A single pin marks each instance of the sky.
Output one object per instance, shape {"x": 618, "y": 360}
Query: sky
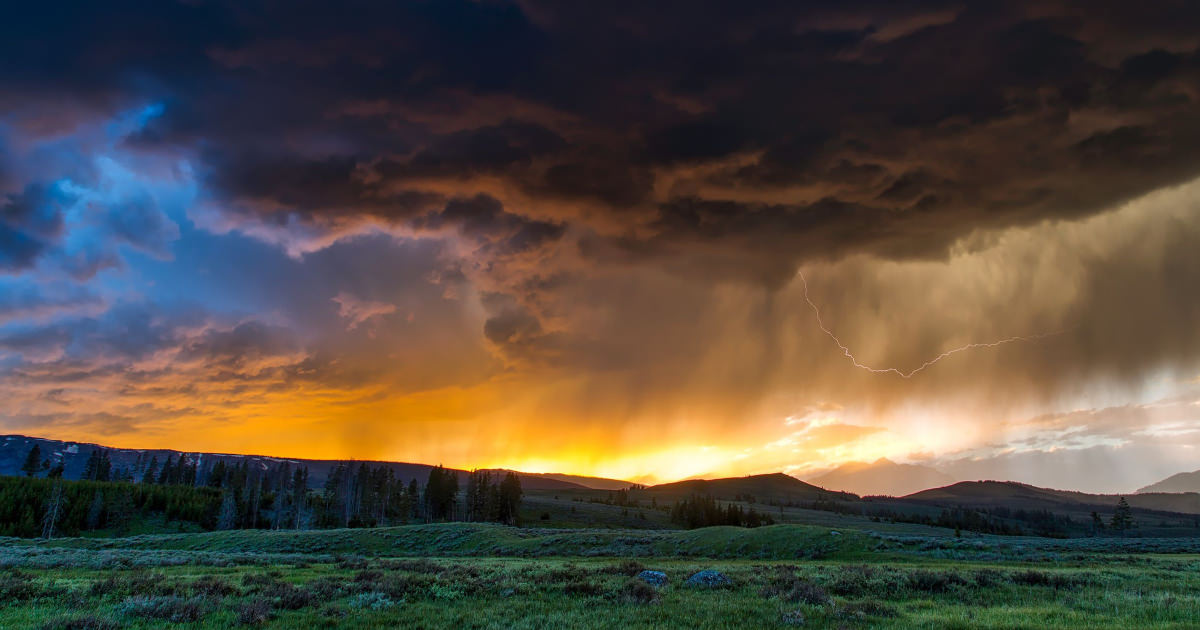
{"x": 642, "y": 240}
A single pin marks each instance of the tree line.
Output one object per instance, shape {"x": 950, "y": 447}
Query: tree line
{"x": 705, "y": 511}
{"x": 241, "y": 496}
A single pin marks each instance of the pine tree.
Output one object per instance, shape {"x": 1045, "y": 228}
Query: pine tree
{"x": 227, "y": 519}
{"x": 33, "y": 461}
{"x": 510, "y": 499}
{"x": 1122, "y": 517}
{"x": 96, "y": 511}
{"x": 151, "y": 473}
{"x": 54, "y": 508}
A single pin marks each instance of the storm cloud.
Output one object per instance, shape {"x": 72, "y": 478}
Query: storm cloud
{"x": 544, "y": 214}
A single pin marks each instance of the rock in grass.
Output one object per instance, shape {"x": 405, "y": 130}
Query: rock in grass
{"x": 655, "y": 579}
{"x": 708, "y": 579}
{"x": 793, "y": 618}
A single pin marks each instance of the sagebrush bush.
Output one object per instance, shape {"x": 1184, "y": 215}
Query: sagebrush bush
{"x": 372, "y": 601}
{"x": 629, "y": 568}
{"x": 637, "y": 592}
{"x": 935, "y": 581}
{"x": 214, "y": 587}
{"x": 791, "y": 587}
{"x": 87, "y": 622}
{"x": 255, "y": 612}
{"x": 165, "y": 607}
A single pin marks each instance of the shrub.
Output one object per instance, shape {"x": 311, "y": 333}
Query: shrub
{"x": 366, "y": 576}
{"x": 637, "y": 592}
{"x": 867, "y": 609}
{"x": 288, "y": 597}
{"x": 629, "y": 568}
{"x": 372, "y": 601}
{"x": 165, "y": 607}
{"x": 1041, "y": 579}
{"x": 582, "y": 587}
{"x": 935, "y": 581}
{"x": 445, "y": 592}
{"x": 325, "y": 588}
{"x": 255, "y": 612}
{"x": 790, "y": 587}
{"x": 18, "y": 586}
{"x": 988, "y": 577}
{"x": 257, "y": 582}
{"x": 214, "y": 587}
{"x": 87, "y": 622}
{"x": 135, "y": 583}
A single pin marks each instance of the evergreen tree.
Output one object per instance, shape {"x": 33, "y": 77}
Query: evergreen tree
{"x": 1122, "y": 517}
{"x": 168, "y": 471}
{"x": 441, "y": 493}
{"x": 33, "y": 461}
{"x": 96, "y": 511}
{"x": 55, "y": 472}
{"x": 151, "y": 472}
{"x": 227, "y": 519}
{"x": 509, "y": 503}
{"x": 54, "y": 508}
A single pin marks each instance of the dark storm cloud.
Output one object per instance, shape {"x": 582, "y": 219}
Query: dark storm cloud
{"x": 619, "y": 192}
{"x": 849, "y": 124}
{"x": 29, "y": 225}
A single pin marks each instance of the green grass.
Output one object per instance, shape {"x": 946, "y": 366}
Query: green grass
{"x": 479, "y": 576}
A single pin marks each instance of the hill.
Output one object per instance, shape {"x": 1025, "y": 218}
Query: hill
{"x": 774, "y": 487}
{"x": 73, "y": 456}
{"x": 1176, "y": 483}
{"x": 1017, "y": 496}
{"x": 882, "y": 477}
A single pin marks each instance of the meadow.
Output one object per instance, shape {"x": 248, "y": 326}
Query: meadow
{"x": 463, "y": 575}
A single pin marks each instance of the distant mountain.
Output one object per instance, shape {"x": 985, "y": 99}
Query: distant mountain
{"x": 777, "y": 486}
{"x": 73, "y": 456}
{"x": 882, "y": 477}
{"x": 594, "y": 483}
{"x": 1026, "y": 497}
{"x": 1177, "y": 483}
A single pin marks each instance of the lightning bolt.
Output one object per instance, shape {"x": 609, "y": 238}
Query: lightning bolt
{"x": 901, "y": 373}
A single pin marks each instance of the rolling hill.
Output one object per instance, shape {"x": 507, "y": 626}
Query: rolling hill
{"x": 769, "y": 487}
{"x": 73, "y": 456}
{"x": 1017, "y": 496}
{"x": 1177, "y": 483}
{"x": 882, "y": 477}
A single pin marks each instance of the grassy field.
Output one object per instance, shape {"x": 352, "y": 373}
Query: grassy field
{"x": 489, "y": 576}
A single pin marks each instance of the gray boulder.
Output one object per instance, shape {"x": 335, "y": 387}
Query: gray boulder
{"x": 708, "y": 579}
{"x": 655, "y": 579}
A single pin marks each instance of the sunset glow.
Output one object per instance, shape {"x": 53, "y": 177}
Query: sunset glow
{"x": 585, "y": 246}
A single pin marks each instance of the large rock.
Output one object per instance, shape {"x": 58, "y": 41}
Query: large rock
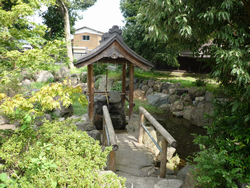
{"x": 165, "y": 107}
{"x": 147, "y": 141}
{"x": 102, "y": 84}
{"x": 115, "y": 97}
{"x": 149, "y": 92}
{"x": 145, "y": 88}
{"x": 209, "y": 96}
{"x": 64, "y": 71}
{"x": 186, "y": 99}
{"x": 44, "y": 76}
{"x": 95, "y": 134}
{"x": 196, "y": 92}
{"x": 199, "y": 99}
{"x": 166, "y": 85}
{"x": 190, "y": 181}
{"x": 197, "y": 115}
{"x": 165, "y": 183}
{"x": 177, "y": 106}
{"x": 173, "y": 98}
{"x": 133, "y": 157}
{"x": 187, "y": 113}
{"x": 26, "y": 82}
{"x": 39, "y": 119}
{"x": 158, "y": 99}
{"x": 83, "y": 77}
{"x": 158, "y": 86}
{"x": 181, "y": 91}
{"x": 151, "y": 83}
{"x": 139, "y": 94}
{"x": 64, "y": 111}
{"x": 183, "y": 172}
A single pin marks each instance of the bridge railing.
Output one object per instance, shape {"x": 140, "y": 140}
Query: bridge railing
{"x": 109, "y": 138}
{"x": 166, "y": 137}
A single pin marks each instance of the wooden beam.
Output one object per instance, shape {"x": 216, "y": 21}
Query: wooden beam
{"x": 123, "y": 81}
{"x": 163, "y": 158}
{"x": 110, "y": 128}
{"x": 141, "y": 130}
{"x": 112, "y": 161}
{"x": 90, "y": 78}
{"x": 159, "y": 127}
{"x": 131, "y": 94}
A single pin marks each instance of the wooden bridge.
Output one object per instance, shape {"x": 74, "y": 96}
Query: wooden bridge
{"x": 131, "y": 159}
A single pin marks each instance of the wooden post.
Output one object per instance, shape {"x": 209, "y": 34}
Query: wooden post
{"x": 140, "y": 135}
{"x": 159, "y": 127}
{"x": 123, "y": 81}
{"x": 104, "y": 136}
{"x": 112, "y": 161}
{"x": 163, "y": 158}
{"x": 131, "y": 93}
{"x": 91, "y": 92}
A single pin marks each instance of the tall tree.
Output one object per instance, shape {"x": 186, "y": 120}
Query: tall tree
{"x": 67, "y": 10}
{"x": 224, "y": 26}
{"x": 134, "y": 36}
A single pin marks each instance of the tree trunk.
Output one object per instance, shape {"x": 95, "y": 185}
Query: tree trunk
{"x": 67, "y": 34}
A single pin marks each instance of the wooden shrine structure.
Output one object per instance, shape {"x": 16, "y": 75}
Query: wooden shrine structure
{"x": 112, "y": 49}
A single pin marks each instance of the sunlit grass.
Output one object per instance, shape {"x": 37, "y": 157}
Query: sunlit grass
{"x": 78, "y": 70}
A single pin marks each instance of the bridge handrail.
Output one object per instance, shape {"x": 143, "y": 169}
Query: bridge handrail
{"x": 167, "y": 138}
{"x": 109, "y": 136}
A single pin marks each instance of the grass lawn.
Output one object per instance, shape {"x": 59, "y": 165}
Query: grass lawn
{"x": 186, "y": 79}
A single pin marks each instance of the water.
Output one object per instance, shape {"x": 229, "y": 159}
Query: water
{"x": 181, "y": 130}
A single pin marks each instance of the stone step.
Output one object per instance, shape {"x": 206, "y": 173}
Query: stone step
{"x": 149, "y": 182}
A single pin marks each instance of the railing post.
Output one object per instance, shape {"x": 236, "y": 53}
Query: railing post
{"x": 104, "y": 136}
{"x": 112, "y": 161}
{"x": 163, "y": 158}
{"x": 140, "y": 135}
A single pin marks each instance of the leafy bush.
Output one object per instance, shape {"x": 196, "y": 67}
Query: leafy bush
{"x": 200, "y": 82}
{"x": 97, "y": 83}
{"x": 56, "y": 155}
{"x": 99, "y": 68}
{"x": 117, "y": 86}
{"x": 225, "y": 155}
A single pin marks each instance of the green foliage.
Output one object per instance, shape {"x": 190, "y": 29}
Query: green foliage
{"x": 9, "y": 85}
{"x": 220, "y": 29}
{"x": 3, "y": 179}
{"x": 200, "y": 82}
{"x": 97, "y": 82}
{"x": 18, "y": 31}
{"x": 78, "y": 108}
{"x": 57, "y": 155}
{"x": 227, "y": 143}
{"x": 54, "y": 17}
{"x": 134, "y": 36}
{"x": 99, "y": 68}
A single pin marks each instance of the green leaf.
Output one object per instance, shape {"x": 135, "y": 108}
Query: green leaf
{"x": 235, "y": 106}
{"x": 3, "y": 177}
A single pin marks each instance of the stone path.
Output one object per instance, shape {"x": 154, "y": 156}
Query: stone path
{"x": 136, "y": 163}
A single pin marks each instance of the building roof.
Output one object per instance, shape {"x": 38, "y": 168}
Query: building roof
{"x": 112, "y": 49}
{"x": 88, "y": 30}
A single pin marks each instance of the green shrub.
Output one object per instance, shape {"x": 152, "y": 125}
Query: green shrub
{"x": 225, "y": 155}
{"x": 97, "y": 83}
{"x": 56, "y": 155}
{"x": 117, "y": 86}
{"x": 99, "y": 68}
{"x": 200, "y": 82}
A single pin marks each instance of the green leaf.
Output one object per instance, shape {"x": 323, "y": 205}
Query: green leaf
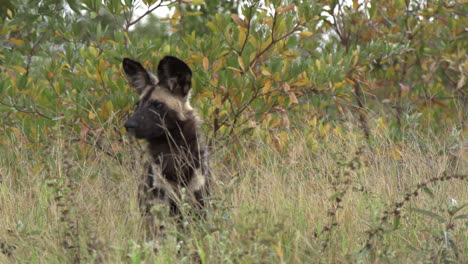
{"x": 74, "y": 6}
{"x": 456, "y": 210}
{"x": 429, "y": 213}
{"x": 428, "y": 191}
{"x": 461, "y": 217}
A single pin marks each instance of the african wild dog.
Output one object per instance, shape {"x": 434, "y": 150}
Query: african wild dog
{"x": 165, "y": 119}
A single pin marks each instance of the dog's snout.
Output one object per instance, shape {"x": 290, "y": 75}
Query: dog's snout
{"x": 131, "y": 124}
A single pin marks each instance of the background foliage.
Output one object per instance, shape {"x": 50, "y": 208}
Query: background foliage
{"x": 264, "y": 71}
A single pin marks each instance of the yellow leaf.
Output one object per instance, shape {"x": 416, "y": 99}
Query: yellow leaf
{"x": 206, "y": 63}
{"x": 396, "y": 154}
{"x": 241, "y": 63}
{"x": 19, "y": 69}
{"x": 18, "y": 42}
{"x": 238, "y": 20}
{"x": 306, "y": 33}
{"x": 324, "y": 130}
{"x": 211, "y": 25}
{"x": 242, "y": 36}
{"x": 313, "y": 122}
{"x": 275, "y": 122}
{"x": 265, "y": 71}
{"x": 278, "y": 250}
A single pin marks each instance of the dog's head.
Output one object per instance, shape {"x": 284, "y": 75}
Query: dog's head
{"x": 163, "y": 104}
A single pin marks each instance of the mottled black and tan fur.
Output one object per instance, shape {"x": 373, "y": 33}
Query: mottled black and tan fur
{"x": 165, "y": 119}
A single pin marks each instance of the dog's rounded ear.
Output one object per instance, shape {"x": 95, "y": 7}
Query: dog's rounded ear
{"x": 175, "y": 75}
{"x": 137, "y": 75}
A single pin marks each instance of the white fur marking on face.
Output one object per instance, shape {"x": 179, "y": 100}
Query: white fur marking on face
{"x": 197, "y": 182}
{"x": 145, "y": 91}
{"x": 180, "y": 105}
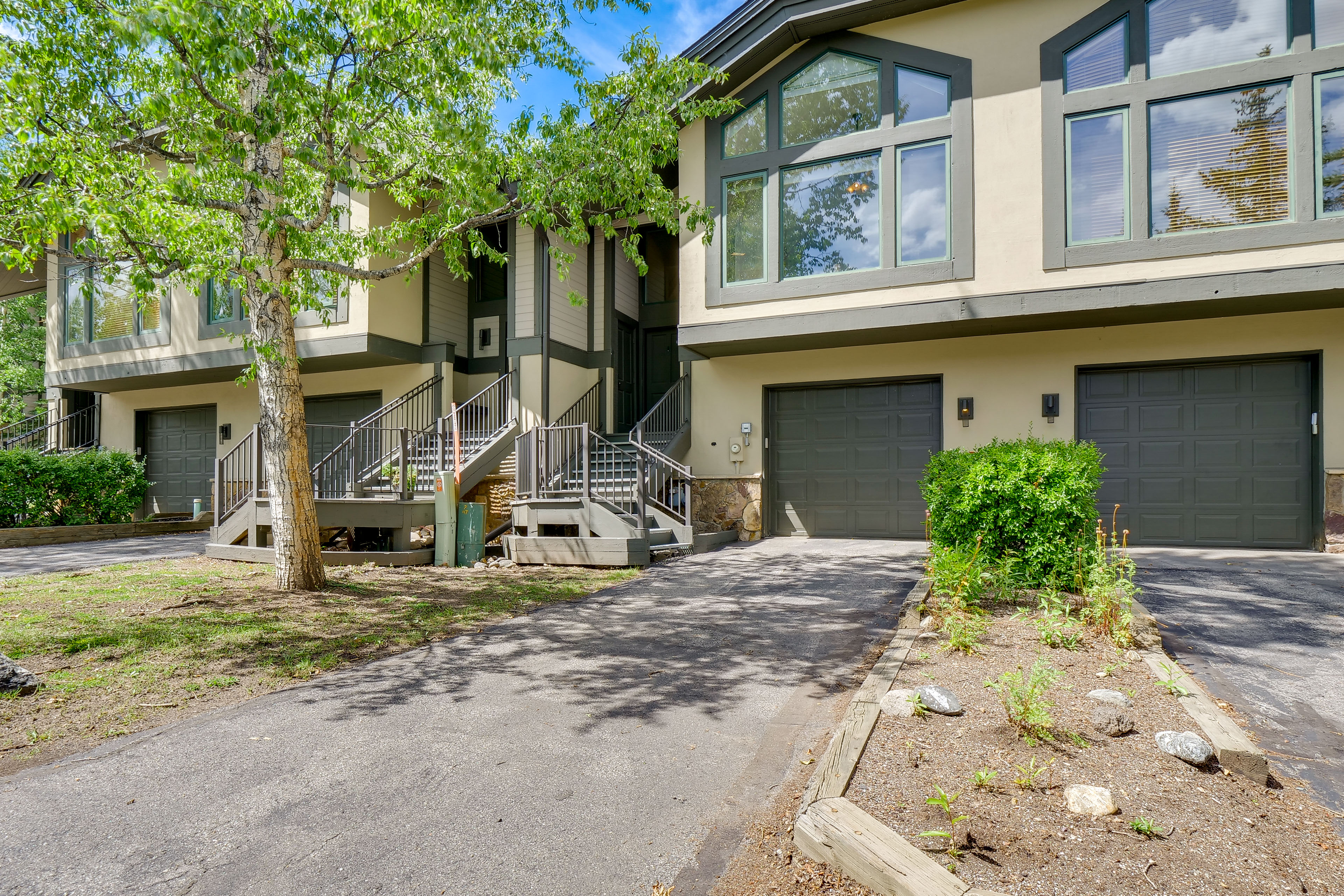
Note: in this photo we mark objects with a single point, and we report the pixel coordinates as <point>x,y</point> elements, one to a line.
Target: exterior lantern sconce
<point>966,410</point>
<point>1050,407</point>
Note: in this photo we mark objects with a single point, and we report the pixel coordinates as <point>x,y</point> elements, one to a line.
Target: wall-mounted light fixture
<point>1050,406</point>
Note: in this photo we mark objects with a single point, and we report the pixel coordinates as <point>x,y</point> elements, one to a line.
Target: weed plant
<point>1023,696</point>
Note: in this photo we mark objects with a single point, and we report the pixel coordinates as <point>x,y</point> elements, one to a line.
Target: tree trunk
<point>284,436</point>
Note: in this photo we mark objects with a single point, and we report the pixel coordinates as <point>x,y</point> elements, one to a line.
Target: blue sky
<point>601,35</point>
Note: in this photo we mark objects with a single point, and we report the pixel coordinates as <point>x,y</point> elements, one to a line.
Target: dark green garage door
<point>334,412</point>
<point>846,461</point>
<point>179,458</point>
<point>1217,455</point>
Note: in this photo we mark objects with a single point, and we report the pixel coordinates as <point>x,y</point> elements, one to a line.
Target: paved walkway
<point>590,747</point>
<point>1262,630</point>
<point>85,555</point>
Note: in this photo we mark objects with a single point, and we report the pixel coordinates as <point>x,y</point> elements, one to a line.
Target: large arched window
<point>1187,127</point>
<point>848,167</point>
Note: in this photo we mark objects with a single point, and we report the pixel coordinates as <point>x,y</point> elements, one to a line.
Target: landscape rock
<point>1112,721</point>
<point>898,703</point>
<point>1183,745</point>
<point>1086,800</point>
<point>15,678</point>
<point>1113,698</point>
<point>940,700</point>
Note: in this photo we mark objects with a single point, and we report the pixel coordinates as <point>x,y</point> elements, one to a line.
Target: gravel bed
<point>1222,833</point>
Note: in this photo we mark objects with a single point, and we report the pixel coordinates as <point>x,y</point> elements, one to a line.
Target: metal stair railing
<point>668,417</point>
<point>237,476</point>
<point>573,461</point>
<point>22,428</point>
<point>588,409</point>
<point>77,432</point>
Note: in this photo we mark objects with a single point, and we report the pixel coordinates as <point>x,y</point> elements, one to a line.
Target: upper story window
<point>97,309</point>
<point>1100,61</point>
<point>855,184</point>
<point>834,96</point>
<point>745,132</point>
<point>1206,147</point>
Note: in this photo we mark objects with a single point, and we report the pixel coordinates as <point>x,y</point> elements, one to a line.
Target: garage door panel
<point>1277,530</point>
<point>1217,381</point>
<point>846,450</point>
<point>1218,415</point>
<point>1214,491</point>
<point>179,458</point>
<point>1232,465</point>
<point>1162,382</point>
<point>1159,417</point>
<point>1160,455</point>
<point>1217,453</point>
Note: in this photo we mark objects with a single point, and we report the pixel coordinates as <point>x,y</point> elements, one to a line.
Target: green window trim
<point>1069,178</point>
<point>765,244</point>
<point>947,216</point>
<point>1319,155</point>
<point>763,103</point>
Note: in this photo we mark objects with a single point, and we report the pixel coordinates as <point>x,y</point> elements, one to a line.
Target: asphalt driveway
<point>84,555</point>
<point>1262,630</point>
<point>592,747</point>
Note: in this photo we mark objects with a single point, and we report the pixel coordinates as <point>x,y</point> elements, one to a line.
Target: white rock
<point>898,703</point>
<point>1107,695</point>
<point>940,700</point>
<point>1184,745</point>
<point>1086,800</point>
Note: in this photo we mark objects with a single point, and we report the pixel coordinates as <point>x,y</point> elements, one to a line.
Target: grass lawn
<point>132,647</point>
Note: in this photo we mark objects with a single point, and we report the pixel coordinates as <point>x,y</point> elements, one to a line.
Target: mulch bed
<point>1222,833</point>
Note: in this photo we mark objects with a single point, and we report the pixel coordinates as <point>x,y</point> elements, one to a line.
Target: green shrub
<point>69,489</point>
<point>1026,498</point>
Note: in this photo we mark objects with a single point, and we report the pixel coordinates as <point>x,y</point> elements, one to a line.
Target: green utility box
<point>471,532</point>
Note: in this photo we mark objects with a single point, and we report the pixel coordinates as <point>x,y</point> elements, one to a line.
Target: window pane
<point>1184,35</point>
<point>836,94</point>
<point>745,132</point>
<point>113,308</point>
<point>150,315</point>
<point>219,300</point>
<point>1332,144</point>
<point>1219,160</point>
<point>830,217</point>
<point>1099,207</point>
<point>75,295</point>
<point>1099,61</point>
<point>1328,22</point>
<point>744,230</point>
<point>921,96</point>
<point>924,203</point>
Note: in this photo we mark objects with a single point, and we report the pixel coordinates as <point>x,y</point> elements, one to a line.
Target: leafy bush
<point>1027,498</point>
<point>69,489</point>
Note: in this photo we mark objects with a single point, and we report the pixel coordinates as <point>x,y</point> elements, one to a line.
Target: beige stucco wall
<point>1003,41</point>
<point>1006,375</point>
<point>237,405</point>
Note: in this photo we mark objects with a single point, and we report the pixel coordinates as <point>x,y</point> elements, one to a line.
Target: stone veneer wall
<point>1335,511</point>
<point>720,504</point>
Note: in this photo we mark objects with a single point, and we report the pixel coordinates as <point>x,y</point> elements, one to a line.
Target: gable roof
<point>760,30</point>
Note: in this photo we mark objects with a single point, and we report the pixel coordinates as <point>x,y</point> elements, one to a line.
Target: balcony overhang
<point>316,357</point>
<point>1260,292</point>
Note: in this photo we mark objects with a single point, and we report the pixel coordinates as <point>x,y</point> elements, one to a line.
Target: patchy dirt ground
<point>1219,833</point>
<point>132,647</point>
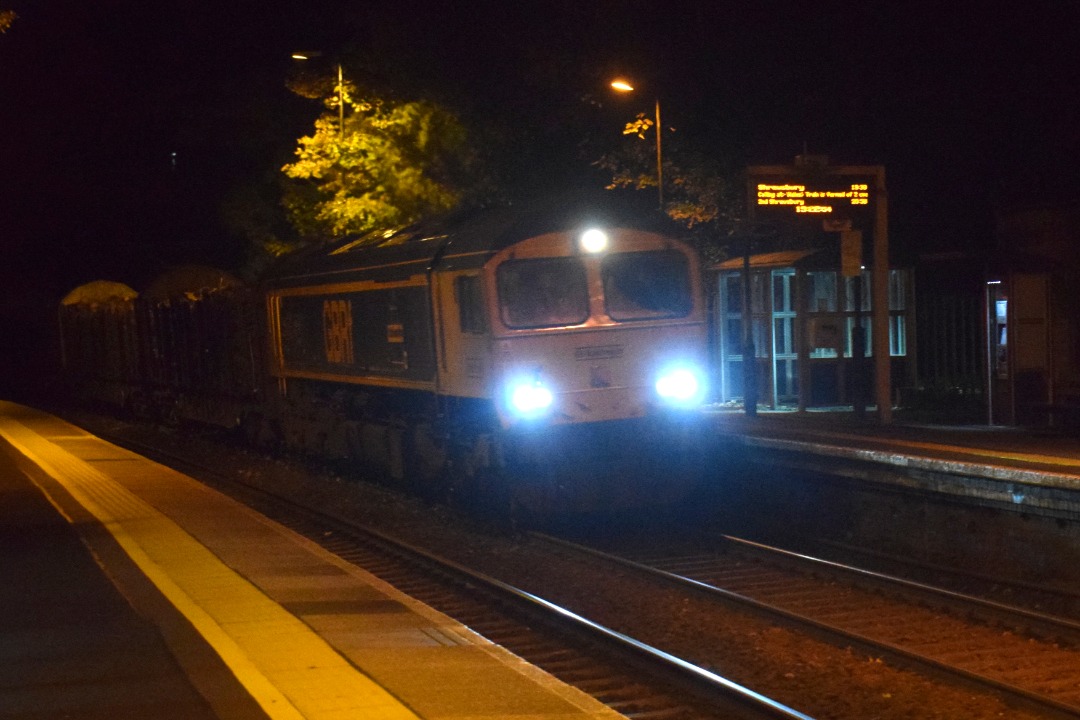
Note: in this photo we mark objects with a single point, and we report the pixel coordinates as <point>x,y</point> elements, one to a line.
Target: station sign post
<point>850,201</point>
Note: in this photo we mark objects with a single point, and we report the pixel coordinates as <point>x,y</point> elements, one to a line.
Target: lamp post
<point>623,86</point>
<point>309,54</point>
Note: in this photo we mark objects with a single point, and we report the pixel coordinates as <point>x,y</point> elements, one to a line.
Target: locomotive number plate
<point>597,352</point>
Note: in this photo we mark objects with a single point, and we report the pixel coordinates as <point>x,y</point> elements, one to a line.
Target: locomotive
<point>549,358</point>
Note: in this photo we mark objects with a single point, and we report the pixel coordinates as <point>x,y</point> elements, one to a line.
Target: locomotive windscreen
<point>646,285</point>
<point>543,293</point>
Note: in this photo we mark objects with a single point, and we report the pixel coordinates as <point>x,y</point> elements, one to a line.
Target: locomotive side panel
<point>373,334</point>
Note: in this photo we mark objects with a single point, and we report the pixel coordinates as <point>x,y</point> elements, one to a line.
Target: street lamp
<point>310,54</point>
<point>623,86</point>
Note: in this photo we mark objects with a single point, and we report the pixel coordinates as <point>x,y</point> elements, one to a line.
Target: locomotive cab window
<point>470,299</point>
<point>646,285</point>
<point>542,293</point>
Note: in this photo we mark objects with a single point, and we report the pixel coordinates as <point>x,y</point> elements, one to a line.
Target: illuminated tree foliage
<point>699,191</point>
<point>390,164</point>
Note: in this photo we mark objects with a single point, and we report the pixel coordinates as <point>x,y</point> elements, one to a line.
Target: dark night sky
<point>970,106</point>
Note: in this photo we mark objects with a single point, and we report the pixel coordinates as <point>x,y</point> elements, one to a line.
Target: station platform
<point>132,592</point>
<point>1036,470</point>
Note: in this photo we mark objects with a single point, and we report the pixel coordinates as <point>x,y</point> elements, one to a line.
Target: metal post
<point>660,163</point>
<point>750,352</point>
<point>340,103</point>
<point>879,323</point>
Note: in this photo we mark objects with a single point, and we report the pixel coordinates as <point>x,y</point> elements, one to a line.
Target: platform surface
<point>143,594</point>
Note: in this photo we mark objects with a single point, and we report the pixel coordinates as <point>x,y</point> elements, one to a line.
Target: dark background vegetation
<point>138,135</point>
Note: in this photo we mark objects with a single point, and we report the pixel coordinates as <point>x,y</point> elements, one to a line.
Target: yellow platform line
<point>287,668</point>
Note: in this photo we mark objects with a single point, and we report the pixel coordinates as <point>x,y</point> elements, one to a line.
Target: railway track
<point>636,680</point>
<point>1028,659</point>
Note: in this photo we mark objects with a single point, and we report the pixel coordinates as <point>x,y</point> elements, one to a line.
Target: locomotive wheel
<point>428,462</point>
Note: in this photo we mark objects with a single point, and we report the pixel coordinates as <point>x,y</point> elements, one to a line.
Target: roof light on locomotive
<point>593,241</point>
#####
## WORK ITEM:
Repeat, character for character, the lines of the material above from the line with "A single pin marks each instance of the wooden post." through the line with "A single pin marks each instance of the sunlit".

## EXERCISE RESPONSE:
A single pin marks each instance of the wooden post.
Output one object per instance, shape {"x": 209, "y": 34}
Query: wooden post
{"x": 140, "y": 135}
{"x": 159, "y": 127}
{"x": 123, "y": 81}
{"x": 104, "y": 136}
{"x": 112, "y": 161}
{"x": 163, "y": 158}
{"x": 131, "y": 93}
{"x": 91, "y": 92}
A single pin marks each instance of the tall tree.
Output one object per instance, shape {"x": 186, "y": 120}
Query: tall tree
{"x": 67, "y": 10}
{"x": 224, "y": 26}
{"x": 134, "y": 36}
A single pin marks each instance of the tree trunk.
Output one object per instance, shape {"x": 95, "y": 185}
Query: tree trunk
{"x": 67, "y": 34}
A single pin marks each instance of the wooden shrine structure.
Output one object per instance, shape {"x": 16, "y": 75}
Query: wooden shrine structure
{"x": 112, "y": 49}
A single pin marks each instance of the sunlit grass.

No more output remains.